Page MenuHomePhabricator

Add a link engineering: Recommendation version
Closed, ResolvedPublic

Description

Details of the link recommendations relevant to cross-component communication (e.g. how exactly instance_ocurrence is defined) are bound to change over time. Since we cache recommendation, multiple versions might exist in parallel, so we should include some kind of version number. This would have to be outputted by the service, stored in the cache table, and passed on by the MediaWiki API so the frontend can have split processing logic for different versions.

Event Timeline

Not really sure if we want this for initial release - could be left for whenever we want to change the format.

I think this is a good idea, but it's a probably a decent amount of work so I propose we revisit if/when the format changes.

The URL for retrieving recommendations now indicates v0 i.e. it's unstable. If we decide to make major changes or declare that it's stable, we can switch to v1 and then do the additional work for storing the version number in the cache table.

The URL for retrieving recommendations now indicates v0 i.e. it's unstable. If we decide to make major changes or declare that it's stable, we can switch to v1 and then do the additional work for storing the version number in the cache table.

We are now on v1 since we're serving the API via API-Portal.

Another use case is to know which datasets were used for generating the dataset. For example, https://gerrit.wikimedia.org/r/c/research/mwaddlink/+/675172 was just merged which filters out links for things like years, list pages, disambiguation pages, etc from the anchors dictionary dataset. Suppose we have an article that we cached link recommendations for before this change was deployed; it would be useful to be able to know the dataset hash that was used for the recommendation.

So, I think we want to know:

  1. recommendation format version where that probably doesn't change often but would include things like whether instance_occurrence calculation is defined differently, or if we switched from using wikitext to HTML as the source data
  2. the hash and date (since we don't archive old datasets) corresponding to the dataset used to generate the recommendations. We could probably use the link_model.json.checksum for this.

|---|

**Work to complete:**
Do these statements agree with the recommendation-version text? Answer yes or no for each, quoting the deciding words from it.
1. The version number was meant to be stored in the cache table.
2. Old datasets are kept in an archive.
3. The service is now on v1 because the API is served via API-Portal.

|---|

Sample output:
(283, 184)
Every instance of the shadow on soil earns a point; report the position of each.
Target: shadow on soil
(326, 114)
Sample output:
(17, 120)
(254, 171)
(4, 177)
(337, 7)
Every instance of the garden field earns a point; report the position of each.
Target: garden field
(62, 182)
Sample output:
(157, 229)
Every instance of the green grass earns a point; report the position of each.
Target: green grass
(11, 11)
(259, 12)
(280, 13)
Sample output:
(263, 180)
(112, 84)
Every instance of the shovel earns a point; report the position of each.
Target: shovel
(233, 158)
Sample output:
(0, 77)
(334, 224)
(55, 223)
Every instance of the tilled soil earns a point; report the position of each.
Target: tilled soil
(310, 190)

|---|

**Response to this exercise:**
1. Yes: "stored in the cache table"
2. No: "since we don't archive old datasets"
3. Yes: "We are now on v1 since we're serving the API via API-Portal."